Exercise instructions:
Please give every record below again exactly, and keep the pictures out.

Stored items

[Start of Attachment]

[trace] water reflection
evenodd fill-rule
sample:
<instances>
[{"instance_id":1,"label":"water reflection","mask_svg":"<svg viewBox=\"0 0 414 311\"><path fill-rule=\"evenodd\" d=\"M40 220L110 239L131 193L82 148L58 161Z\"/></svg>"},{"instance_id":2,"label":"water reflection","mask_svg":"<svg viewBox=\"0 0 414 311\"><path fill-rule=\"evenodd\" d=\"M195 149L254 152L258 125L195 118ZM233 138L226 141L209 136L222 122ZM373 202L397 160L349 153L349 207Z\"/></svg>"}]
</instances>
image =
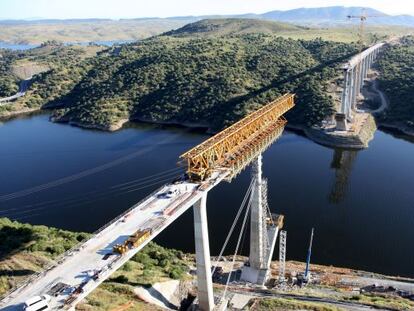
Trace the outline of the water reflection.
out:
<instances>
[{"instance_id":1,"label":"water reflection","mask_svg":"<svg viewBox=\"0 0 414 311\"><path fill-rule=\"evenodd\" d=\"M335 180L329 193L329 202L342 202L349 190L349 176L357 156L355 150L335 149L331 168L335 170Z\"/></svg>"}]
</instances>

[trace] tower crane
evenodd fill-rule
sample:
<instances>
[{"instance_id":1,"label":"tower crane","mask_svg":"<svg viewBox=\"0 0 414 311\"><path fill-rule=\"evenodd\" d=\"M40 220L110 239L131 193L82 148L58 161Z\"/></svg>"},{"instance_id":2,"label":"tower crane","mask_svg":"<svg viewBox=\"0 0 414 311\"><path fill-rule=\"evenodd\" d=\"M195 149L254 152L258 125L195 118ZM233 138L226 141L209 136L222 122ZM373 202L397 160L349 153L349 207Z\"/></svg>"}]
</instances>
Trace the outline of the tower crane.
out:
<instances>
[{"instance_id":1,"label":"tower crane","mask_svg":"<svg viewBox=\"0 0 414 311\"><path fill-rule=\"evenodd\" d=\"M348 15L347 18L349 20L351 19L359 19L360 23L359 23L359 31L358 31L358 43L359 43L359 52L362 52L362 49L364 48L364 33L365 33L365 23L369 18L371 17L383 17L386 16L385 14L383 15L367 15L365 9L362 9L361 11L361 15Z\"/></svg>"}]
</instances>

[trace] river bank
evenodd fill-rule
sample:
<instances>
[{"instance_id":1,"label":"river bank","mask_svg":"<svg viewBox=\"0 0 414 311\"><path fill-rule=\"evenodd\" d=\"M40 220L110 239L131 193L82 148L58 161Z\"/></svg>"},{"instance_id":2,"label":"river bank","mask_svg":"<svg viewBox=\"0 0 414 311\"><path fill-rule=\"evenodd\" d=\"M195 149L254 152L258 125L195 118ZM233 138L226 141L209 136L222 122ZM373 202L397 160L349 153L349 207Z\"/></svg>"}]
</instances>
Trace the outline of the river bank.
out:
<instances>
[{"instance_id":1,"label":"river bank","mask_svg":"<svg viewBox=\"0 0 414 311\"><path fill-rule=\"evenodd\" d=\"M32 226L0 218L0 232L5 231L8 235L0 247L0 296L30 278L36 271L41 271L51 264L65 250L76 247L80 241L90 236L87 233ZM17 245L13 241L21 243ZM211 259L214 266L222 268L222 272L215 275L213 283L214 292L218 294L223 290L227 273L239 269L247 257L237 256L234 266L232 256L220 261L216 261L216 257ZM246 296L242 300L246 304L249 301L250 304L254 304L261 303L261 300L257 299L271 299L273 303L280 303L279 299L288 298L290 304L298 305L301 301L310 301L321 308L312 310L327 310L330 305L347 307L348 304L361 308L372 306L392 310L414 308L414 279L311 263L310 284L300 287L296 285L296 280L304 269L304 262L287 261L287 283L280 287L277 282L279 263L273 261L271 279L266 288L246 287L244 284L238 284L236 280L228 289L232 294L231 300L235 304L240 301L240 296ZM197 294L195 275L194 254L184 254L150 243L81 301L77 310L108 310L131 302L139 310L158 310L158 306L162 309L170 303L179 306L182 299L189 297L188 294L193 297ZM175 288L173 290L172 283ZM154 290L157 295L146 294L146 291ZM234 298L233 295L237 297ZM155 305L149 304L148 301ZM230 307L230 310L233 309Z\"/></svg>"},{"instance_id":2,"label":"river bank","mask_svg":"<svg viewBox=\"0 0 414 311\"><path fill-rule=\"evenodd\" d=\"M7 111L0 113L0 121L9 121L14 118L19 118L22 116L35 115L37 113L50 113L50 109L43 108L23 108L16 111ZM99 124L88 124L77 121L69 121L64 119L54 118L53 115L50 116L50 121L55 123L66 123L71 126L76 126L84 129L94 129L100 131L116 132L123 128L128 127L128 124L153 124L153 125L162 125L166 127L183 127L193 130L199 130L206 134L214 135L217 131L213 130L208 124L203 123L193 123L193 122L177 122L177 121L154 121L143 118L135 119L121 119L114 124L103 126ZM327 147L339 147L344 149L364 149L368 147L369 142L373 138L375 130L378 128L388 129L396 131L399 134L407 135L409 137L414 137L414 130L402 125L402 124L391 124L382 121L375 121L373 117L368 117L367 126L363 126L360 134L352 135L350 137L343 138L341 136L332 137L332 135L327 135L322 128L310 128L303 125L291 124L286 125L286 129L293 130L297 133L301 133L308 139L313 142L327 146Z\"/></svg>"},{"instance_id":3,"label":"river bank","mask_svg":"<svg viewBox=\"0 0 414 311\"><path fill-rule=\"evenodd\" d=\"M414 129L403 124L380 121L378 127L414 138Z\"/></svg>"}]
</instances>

[End of Attachment]

Exercise answer:
[trace] water reflection
evenodd fill-rule
sample:
<instances>
[{"instance_id":1,"label":"water reflection","mask_svg":"<svg viewBox=\"0 0 414 311\"><path fill-rule=\"evenodd\" d=\"M40 220L110 239L131 193L82 148L58 161Z\"/></svg>"},{"instance_id":2,"label":"water reflection","mask_svg":"<svg viewBox=\"0 0 414 311\"><path fill-rule=\"evenodd\" d=\"M195 149L254 152L258 125L195 118ZM233 138L226 141L209 136L222 122ZM373 202L397 160L349 153L349 207Z\"/></svg>"}]
</instances>
image =
Trace the outline of the water reflection.
out:
<instances>
[{"instance_id":1,"label":"water reflection","mask_svg":"<svg viewBox=\"0 0 414 311\"><path fill-rule=\"evenodd\" d=\"M335 180L329 193L329 202L342 202L349 190L349 176L357 156L355 150L335 149L331 168L335 170Z\"/></svg>"}]
</instances>

[trace] tower crane
evenodd fill-rule
sample:
<instances>
[{"instance_id":1,"label":"tower crane","mask_svg":"<svg viewBox=\"0 0 414 311\"><path fill-rule=\"evenodd\" d=\"M40 220L110 239L131 193L82 148L58 161Z\"/></svg>"},{"instance_id":2,"label":"tower crane","mask_svg":"<svg viewBox=\"0 0 414 311\"><path fill-rule=\"evenodd\" d=\"M195 149L254 152L258 125L195 118ZM233 138L226 141L209 136L222 122ZM373 202L397 160L349 153L349 207Z\"/></svg>"}]
</instances>
Trace the outline of the tower crane.
out:
<instances>
[{"instance_id":1,"label":"tower crane","mask_svg":"<svg viewBox=\"0 0 414 311\"><path fill-rule=\"evenodd\" d=\"M348 15L347 18L349 20L351 19L359 19L360 23L359 23L359 31L358 31L358 43L359 43L359 52L362 52L362 49L364 48L364 33L365 33L365 23L369 18L371 17L383 17L386 16L385 14L383 15L367 15L365 9L362 9L361 11L361 15Z\"/></svg>"}]
</instances>

[trace] river bank
evenodd fill-rule
sample:
<instances>
[{"instance_id":1,"label":"river bank","mask_svg":"<svg viewBox=\"0 0 414 311\"><path fill-rule=\"evenodd\" d=\"M40 220L110 239L131 193L82 148L58 161Z\"/></svg>"},{"instance_id":2,"label":"river bank","mask_svg":"<svg viewBox=\"0 0 414 311\"><path fill-rule=\"evenodd\" d=\"M195 149L254 152L258 125L195 118ZM233 138L226 141L209 136L222 122ZM373 202L397 160L349 153L349 207Z\"/></svg>"}]
</instances>
Trace the outline of the river bank.
out:
<instances>
[{"instance_id":1,"label":"river bank","mask_svg":"<svg viewBox=\"0 0 414 311\"><path fill-rule=\"evenodd\" d=\"M32 226L0 218L0 232L5 231L8 235L0 247L0 296L30 278L36 271L41 271L51 264L65 250L76 247L80 241L90 236L87 233ZM17 245L13 241L21 243ZM211 259L214 266L222 268L222 272L215 275L213 283L214 292L218 294L223 290L227 273L239 269L247 257L237 256L234 266L232 256L220 261L216 261L216 257ZM246 296L242 300L246 304L249 301L250 304L254 304L261 303L261 300L257 299L271 299L273 303L280 303L279 299L288 298L290 304L298 305L301 301L310 301L321 308L312 310L327 310L330 305L347 307L348 304L361 308L372 306L392 310L414 308L414 279L311 263L310 284L300 287L296 285L296 280L304 269L304 262L287 261L287 283L280 287L277 282L279 263L273 261L271 279L266 288L246 287L244 284L238 284L236 280L228 289L232 294L231 300L235 304L240 301L240 296ZM197 294L195 275L194 254L184 254L150 243L81 301L77 310L108 310L131 302L139 310L158 310L158 306L162 309L170 303L179 306L182 299L189 297L188 294L193 297ZM175 288L173 290L172 283ZM154 290L157 295L146 294L146 291ZM234 298L233 295L237 297ZM155 305L149 304L148 301ZM230 307L230 310L233 309Z\"/></svg>"},{"instance_id":2,"label":"river bank","mask_svg":"<svg viewBox=\"0 0 414 311\"><path fill-rule=\"evenodd\" d=\"M7 111L0 113L0 121L9 121L14 118L19 118L22 116L35 115L37 113L50 113L50 109L43 108L23 108L16 111ZM99 124L88 124L77 121L69 121L64 119L54 118L53 115L50 116L50 121L55 123L66 123L71 126L76 126L84 129L94 129L100 131L116 132L123 128L128 127L128 124L153 124L153 125L162 125L166 127L183 127L193 130L199 130L206 134L214 135L217 131L213 130L208 124L203 123L193 123L193 122L177 122L177 121L154 121L143 118L135 119L121 119L114 124L103 126ZM327 147L339 147L344 149L364 149L368 147L369 142L373 138L375 130L378 128L388 129L396 131L399 134L407 135L409 137L414 137L414 130L402 125L402 124L391 124L382 121L375 121L373 117L368 117L367 126L363 126L360 134L352 135L350 137L343 138L341 136L332 137L332 135L327 135L322 128L310 128L303 125L291 124L286 125L286 129L293 130L297 133L301 133L308 139L313 142L327 146Z\"/></svg>"},{"instance_id":3,"label":"river bank","mask_svg":"<svg viewBox=\"0 0 414 311\"><path fill-rule=\"evenodd\" d=\"M414 129L403 124L380 121L378 127L414 138Z\"/></svg>"}]
</instances>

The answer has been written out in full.